• Task to carry out: Copy the passage of the PyTorch best-practices snippet from "Domain Context" to "lists (breaks .parameters())" word for word.

• Document passage:
--- start ---
Skip to content

Snippet: PyTorch Best Practices

Domain Context

Framework-specific rules for PyTorch training, model development, and debugging.

Model Definition

  • Inherit from nn.Module; implement forward() only — never override __call__
  • Initialize weights explicitly when not using pretrained — document initialization scheme
  • Use nn.Sequential or nn.ModuleList for dynamic layers — never plain Python lists (breaks .parameters())
--- end ---
• Given records:
--- start ---
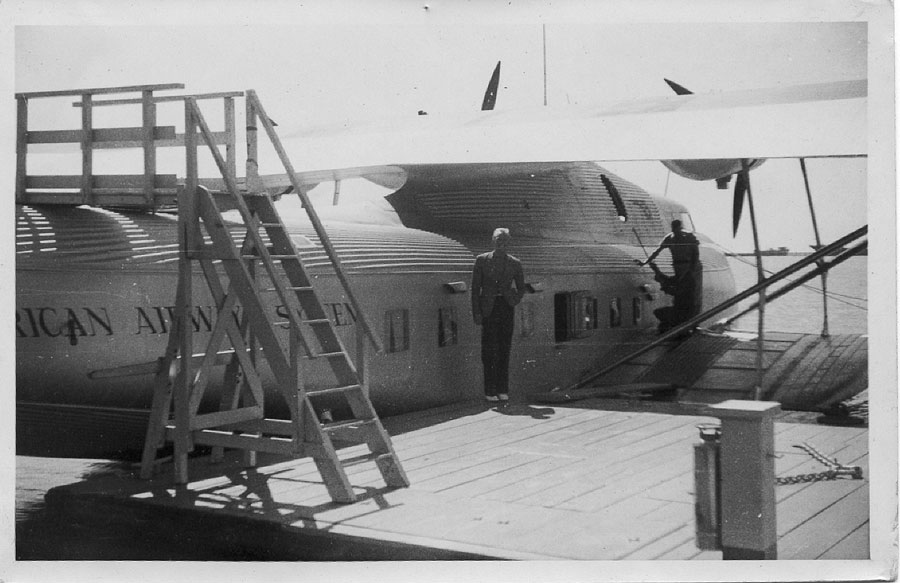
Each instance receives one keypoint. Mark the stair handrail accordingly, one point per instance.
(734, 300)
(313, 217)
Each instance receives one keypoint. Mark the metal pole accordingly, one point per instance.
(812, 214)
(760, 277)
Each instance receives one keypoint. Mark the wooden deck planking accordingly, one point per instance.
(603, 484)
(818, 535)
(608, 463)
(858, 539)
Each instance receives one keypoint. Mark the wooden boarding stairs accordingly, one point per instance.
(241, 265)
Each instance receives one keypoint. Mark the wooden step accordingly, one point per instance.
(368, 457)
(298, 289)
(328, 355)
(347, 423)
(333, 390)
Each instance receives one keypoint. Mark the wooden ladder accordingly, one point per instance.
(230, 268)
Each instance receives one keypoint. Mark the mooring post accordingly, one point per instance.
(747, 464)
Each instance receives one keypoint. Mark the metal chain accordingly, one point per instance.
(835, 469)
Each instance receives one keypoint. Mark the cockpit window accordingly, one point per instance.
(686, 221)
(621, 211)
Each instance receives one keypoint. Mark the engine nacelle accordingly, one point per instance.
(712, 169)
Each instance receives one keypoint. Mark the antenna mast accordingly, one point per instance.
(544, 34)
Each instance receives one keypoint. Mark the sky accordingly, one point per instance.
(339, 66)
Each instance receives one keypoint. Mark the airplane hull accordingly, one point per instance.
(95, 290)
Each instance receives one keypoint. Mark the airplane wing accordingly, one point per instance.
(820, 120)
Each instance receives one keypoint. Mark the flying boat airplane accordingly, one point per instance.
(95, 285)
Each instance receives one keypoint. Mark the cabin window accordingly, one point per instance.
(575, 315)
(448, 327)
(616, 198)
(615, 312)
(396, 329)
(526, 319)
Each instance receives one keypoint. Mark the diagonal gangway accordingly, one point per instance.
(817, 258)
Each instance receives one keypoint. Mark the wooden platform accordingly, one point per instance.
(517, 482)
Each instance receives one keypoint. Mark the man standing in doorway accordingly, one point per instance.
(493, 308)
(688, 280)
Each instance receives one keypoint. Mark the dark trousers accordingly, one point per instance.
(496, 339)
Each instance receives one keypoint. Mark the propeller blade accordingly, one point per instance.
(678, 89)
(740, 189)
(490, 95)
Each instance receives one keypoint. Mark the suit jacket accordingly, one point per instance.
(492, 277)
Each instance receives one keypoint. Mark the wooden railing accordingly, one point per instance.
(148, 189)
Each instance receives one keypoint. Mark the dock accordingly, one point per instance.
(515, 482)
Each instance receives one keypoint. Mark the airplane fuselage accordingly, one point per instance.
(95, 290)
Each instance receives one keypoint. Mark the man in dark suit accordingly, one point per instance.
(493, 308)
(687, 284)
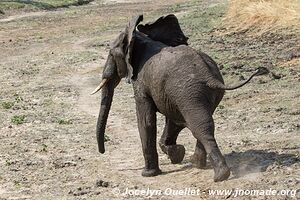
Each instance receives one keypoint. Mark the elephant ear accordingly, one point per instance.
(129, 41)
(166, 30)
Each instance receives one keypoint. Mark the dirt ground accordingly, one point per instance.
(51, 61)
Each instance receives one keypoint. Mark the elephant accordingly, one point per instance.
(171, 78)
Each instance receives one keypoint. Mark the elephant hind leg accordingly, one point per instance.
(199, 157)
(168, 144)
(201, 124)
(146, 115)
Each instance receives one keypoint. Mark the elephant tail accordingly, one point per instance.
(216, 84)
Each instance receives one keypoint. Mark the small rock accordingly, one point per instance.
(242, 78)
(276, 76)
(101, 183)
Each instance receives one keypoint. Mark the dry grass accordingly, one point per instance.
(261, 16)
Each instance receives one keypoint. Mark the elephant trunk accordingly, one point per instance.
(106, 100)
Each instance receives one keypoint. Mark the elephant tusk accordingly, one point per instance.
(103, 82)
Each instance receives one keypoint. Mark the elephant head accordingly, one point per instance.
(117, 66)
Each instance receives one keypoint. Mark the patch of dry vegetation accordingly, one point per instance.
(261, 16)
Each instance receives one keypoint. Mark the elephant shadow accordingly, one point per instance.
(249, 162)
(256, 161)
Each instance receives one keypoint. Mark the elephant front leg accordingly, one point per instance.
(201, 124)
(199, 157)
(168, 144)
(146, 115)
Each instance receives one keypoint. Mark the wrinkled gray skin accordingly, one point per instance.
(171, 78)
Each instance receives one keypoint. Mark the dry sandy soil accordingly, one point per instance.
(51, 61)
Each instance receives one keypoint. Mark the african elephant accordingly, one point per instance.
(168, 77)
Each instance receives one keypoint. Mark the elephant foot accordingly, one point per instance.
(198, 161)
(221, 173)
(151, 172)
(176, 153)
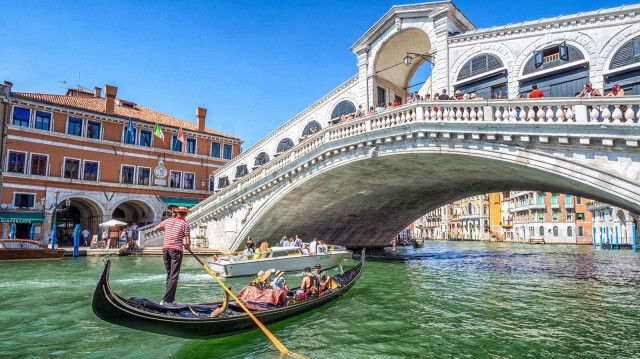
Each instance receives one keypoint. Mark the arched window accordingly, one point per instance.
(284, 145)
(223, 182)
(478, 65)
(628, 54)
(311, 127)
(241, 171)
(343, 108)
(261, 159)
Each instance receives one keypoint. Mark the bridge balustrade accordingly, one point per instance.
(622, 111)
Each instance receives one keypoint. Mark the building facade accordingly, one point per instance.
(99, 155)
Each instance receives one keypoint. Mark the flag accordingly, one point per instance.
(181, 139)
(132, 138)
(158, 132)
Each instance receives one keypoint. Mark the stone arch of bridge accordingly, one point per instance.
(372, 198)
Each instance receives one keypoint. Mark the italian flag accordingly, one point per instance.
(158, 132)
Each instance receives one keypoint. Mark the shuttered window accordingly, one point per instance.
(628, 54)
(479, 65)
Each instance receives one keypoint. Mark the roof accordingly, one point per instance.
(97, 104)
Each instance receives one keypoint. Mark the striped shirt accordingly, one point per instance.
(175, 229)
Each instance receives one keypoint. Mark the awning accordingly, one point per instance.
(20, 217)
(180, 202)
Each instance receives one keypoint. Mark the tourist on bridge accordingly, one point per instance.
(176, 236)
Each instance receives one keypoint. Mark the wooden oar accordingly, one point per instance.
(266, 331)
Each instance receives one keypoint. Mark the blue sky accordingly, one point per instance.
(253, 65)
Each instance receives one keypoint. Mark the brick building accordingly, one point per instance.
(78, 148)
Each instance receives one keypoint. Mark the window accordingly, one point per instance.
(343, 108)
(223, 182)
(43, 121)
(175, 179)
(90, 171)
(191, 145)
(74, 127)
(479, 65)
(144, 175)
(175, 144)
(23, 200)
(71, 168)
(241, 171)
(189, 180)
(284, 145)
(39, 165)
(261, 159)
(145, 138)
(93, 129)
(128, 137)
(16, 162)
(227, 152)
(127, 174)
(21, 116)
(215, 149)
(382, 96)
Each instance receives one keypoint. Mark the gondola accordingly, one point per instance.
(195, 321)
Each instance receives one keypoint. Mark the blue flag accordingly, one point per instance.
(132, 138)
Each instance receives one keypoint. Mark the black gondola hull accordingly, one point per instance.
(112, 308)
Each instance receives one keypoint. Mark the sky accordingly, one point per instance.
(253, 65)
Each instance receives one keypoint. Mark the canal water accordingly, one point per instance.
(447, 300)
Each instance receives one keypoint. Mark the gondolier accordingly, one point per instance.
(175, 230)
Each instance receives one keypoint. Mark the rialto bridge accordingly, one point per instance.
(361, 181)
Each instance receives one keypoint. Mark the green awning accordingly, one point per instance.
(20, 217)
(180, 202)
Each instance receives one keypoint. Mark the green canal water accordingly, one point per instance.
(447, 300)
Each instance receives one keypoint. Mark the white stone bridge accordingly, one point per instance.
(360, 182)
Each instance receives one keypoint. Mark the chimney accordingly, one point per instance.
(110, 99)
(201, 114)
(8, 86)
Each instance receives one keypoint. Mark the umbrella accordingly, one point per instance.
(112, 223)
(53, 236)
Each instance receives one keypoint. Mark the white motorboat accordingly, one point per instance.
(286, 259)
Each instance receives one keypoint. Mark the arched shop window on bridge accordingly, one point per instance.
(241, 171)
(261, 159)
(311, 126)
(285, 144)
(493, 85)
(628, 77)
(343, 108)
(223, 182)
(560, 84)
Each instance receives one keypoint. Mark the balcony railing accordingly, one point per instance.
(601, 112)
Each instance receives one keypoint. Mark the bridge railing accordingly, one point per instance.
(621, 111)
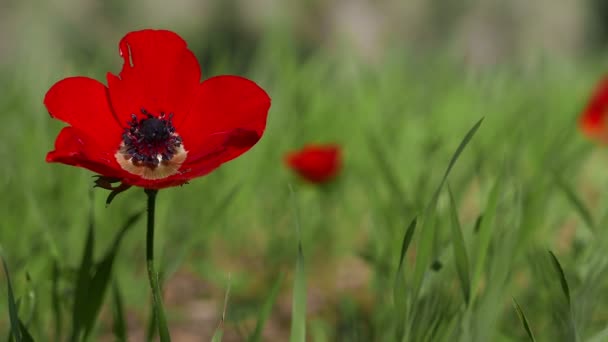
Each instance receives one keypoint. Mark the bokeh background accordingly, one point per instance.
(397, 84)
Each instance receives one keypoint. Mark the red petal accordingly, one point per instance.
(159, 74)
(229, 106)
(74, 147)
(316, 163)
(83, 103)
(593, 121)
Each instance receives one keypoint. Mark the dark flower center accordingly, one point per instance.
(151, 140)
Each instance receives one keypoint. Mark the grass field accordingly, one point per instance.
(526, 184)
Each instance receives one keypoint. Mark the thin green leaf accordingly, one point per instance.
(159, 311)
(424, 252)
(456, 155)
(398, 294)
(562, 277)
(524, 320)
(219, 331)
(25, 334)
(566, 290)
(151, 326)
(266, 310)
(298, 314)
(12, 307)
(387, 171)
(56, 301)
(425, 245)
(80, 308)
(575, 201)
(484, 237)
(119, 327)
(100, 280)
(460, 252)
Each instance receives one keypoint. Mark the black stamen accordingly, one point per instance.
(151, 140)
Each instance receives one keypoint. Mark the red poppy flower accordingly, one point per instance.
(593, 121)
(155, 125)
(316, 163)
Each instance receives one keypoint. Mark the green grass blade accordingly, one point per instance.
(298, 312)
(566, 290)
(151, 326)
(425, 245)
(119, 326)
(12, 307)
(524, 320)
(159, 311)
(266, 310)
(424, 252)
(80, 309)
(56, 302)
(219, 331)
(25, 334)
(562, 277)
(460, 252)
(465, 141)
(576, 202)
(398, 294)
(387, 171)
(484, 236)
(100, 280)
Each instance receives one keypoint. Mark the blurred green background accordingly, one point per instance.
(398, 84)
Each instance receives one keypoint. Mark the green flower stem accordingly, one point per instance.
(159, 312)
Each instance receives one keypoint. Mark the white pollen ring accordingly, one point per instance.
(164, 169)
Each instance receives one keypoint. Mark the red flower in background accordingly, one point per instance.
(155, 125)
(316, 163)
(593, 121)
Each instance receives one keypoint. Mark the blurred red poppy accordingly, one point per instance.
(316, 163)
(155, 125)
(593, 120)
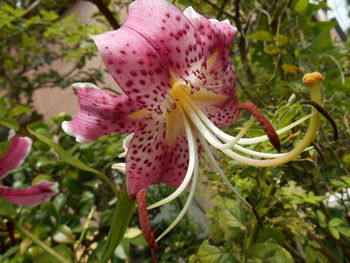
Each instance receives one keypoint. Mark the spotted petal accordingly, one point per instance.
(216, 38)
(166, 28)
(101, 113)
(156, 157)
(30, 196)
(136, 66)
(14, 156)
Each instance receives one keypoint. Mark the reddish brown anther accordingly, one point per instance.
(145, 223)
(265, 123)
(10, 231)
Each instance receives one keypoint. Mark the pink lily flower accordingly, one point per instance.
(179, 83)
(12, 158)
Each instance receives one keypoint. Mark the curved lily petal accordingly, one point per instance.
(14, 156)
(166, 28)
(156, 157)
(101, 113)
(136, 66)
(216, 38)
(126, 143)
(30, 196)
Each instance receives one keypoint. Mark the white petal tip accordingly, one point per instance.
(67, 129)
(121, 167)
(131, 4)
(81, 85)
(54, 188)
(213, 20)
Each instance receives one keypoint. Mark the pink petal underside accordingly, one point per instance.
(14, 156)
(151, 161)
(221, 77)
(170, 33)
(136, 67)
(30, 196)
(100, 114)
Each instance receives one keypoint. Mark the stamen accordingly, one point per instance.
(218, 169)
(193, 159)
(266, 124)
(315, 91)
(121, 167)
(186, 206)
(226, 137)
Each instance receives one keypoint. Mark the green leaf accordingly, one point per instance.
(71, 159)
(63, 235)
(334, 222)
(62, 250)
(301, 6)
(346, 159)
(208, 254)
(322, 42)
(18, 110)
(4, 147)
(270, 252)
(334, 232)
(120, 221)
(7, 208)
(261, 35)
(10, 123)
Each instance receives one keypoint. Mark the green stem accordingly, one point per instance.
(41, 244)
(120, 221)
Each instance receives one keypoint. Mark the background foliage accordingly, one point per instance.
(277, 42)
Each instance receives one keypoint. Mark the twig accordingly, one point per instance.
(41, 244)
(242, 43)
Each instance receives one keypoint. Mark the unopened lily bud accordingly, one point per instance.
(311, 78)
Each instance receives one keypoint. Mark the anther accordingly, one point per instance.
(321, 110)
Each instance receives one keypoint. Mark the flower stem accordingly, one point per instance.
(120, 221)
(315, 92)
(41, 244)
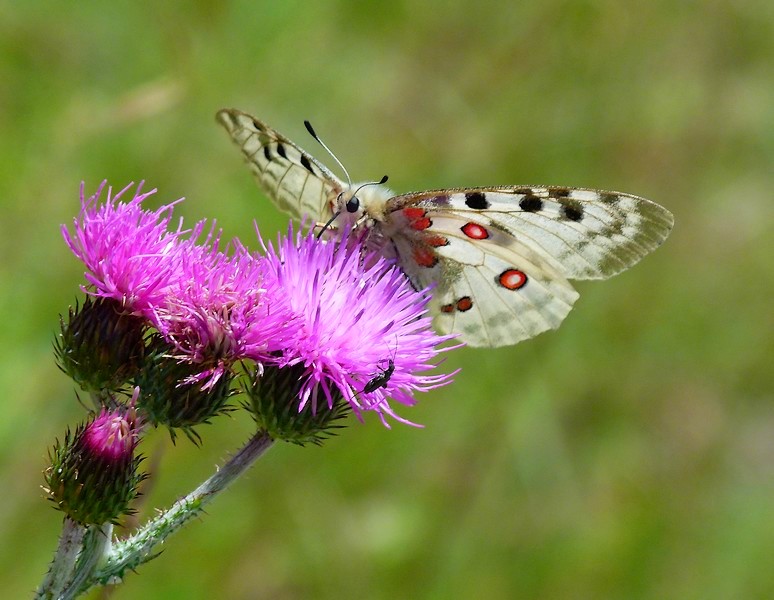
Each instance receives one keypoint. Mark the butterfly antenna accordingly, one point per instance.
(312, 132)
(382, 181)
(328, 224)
--- end ---
• Task output:
Domain Context

Framework-specific rules for PyTorch training, model development, and debugging.

Model Definition

  • Inherit from nn.Module; implement forward() only — never override __call__
  • Initialize weights explicitly when not using pretrained — document initialization scheme
  • Use nn.Sequential or nn.ModuleList for dynamic layers — never plain Python lists (breaks .parameters())